**Explore o material:**
1. Segundo o texto sobre violência contra a mulher, quantas delegacias de atendimento à mulher existiam no país em 2000?
2. Retome o texto sobre violência contra a mulher e escreva a continuação a partir do ponto em que ele termina.

**Texto:**
···
Autor original: Marcelo Medeiros
Seção original: Os mais interessantes e ativos projetos do Terceiro Setor
“ (...) Deve-se entender como violência contra a mulher qualquer ação ou conduta, baseada no gênero, que cause morte, dano ou sofrimento físico, sexual ou psicológico à mulher, tanto no âmbito público como no privado.” É isso que afirma o Artigo 1º da Convenção para Prevenir, Punir e Eliminar a Violência contra a Mulher (Convenção de Belém do Pará), assinada pelos Estados-membros da Organização dos Estados Americanos (OEA), entre eles o Brasil, em 1979.
Na década seguinte, o movimento feminista brasileiro, inserido no momento de abertura política da década de 80, dirigiu seus esforços para eliminar leis discriminatórias, dar visibilidade à discriminação e às formas de violência contra as mulheres por meio de um processo de diálogo com o Estado e com a sociedade. Esse esforço resultou na criação de Conselhos da Mulher, delegacias especializadas, abrigos e centros de orientação jurídica e de apoio psicológico. Em 2000 havia 304 delegacias de atendimento à mulher, cerca de 40 centros na área da saúde para atenção a vítimas de violência sexual e 21 abrigos para vítimas de violência doméstica espalhados pelo país.
A ginecologista Simone Diniz afirma que a legislação brasileira é bastante avançada nessa área, assim como as políticas públicas. “O problema, -diz-, é a distância entre possuir e exercer. Existem programas, mas a efetivação é ruim”. Nesta medida, Diniz defende as organizações da sociedade civil como formas de pressão do governo para a real implementação das estratégias desenhadas. “O terceiro setor tem como função também elaborar ações que o Estado possa incorporar”, esclarece.
···
**Dados para análise:**
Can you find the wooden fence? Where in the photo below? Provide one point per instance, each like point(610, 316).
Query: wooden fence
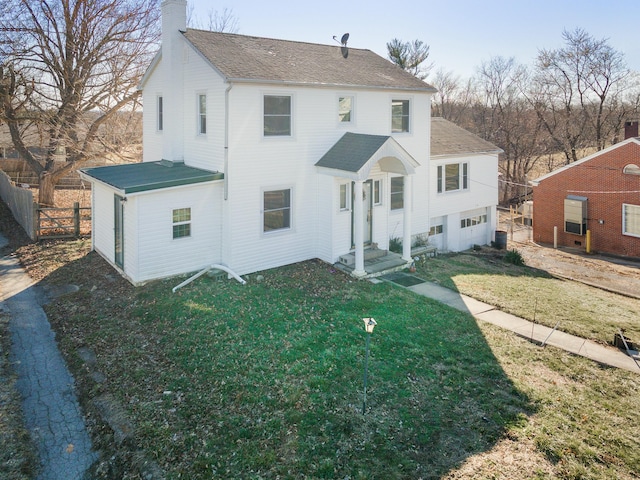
point(20, 202)
point(62, 222)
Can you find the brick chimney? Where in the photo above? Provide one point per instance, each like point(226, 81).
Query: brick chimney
point(630, 129)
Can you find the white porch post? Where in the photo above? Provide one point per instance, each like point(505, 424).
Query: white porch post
point(406, 203)
point(358, 225)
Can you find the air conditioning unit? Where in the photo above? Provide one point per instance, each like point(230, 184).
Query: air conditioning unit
point(575, 215)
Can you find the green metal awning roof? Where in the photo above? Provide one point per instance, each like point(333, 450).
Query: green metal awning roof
point(142, 177)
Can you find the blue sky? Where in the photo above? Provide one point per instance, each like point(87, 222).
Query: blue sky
point(461, 33)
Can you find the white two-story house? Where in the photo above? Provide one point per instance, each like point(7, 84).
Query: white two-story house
point(261, 152)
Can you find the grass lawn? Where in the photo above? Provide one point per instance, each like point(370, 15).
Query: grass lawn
point(265, 380)
point(533, 294)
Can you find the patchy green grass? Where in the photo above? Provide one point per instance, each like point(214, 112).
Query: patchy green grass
point(265, 381)
point(578, 309)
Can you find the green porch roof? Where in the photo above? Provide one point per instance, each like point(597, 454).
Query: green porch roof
point(142, 177)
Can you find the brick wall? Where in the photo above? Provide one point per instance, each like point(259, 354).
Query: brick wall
point(600, 179)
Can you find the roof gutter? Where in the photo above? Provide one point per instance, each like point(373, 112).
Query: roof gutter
point(426, 89)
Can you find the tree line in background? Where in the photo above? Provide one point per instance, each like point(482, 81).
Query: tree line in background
point(574, 100)
point(69, 72)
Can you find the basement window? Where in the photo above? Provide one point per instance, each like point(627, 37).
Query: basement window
point(575, 215)
point(181, 222)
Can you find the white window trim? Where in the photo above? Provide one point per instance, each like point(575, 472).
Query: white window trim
point(159, 113)
point(352, 121)
point(184, 222)
point(293, 115)
point(624, 223)
point(199, 132)
point(411, 119)
point(279, 231)
point(380, 192)
point(441, 183)
point(347, 207)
···
**Lista de respostas:**
1. Existiam 304 delegacias de atendimento à mulher.

2.
Uma dessas iniciativas ganhou o nome de Coletivo Feminista Sexualidade e Saúde, da qual Diniz faz parte. Criado em 1981 na cidade de São Paulo, tinha como objetivo resgatar a saúde como uma questão de direito das mulheres e compreender questões pessoais como políticas. Assim, os primeiros trabalhos foram direcionados à sensibilização de problemas de saúde femininos em sindicatos e associações de moradores localizados na periferia da Capital e em municípios vizinhos. As fundadoras perceberam a necessidade de ampliar o trabalho devido à demanda das mulheres com quem conversavam. Criaram então, em 1985, o Ambulatório de Saúde das Mulheres, que, de acordo com a assistente de projeto do Coletivo, Marta Carvalho, tem como objetivo “promover uma relação prazeirosa e saudável das mulheres com o seu corpo e a sua sexualidade”.
No ambulatório são prestados serviços de ginecologia, obstetrícia e de tratamento psicológico nos casos de violência sexual e doméstica. São realizados também atividades em grupo, oficinas, cursos de formação para usuárias e profissionais de saúde, pesquisas e consultorias, além de assessorias. A intenção é humanizar o atendimento, tornando-o menos agressivo à mulher, pois um dos maiores problemas apontados por Marta é o acesso ao atendimento público de saúde de qualidade. As terapias alternativas empregadas ganharam o nome, de inspiração francesa, de “medicina doce”.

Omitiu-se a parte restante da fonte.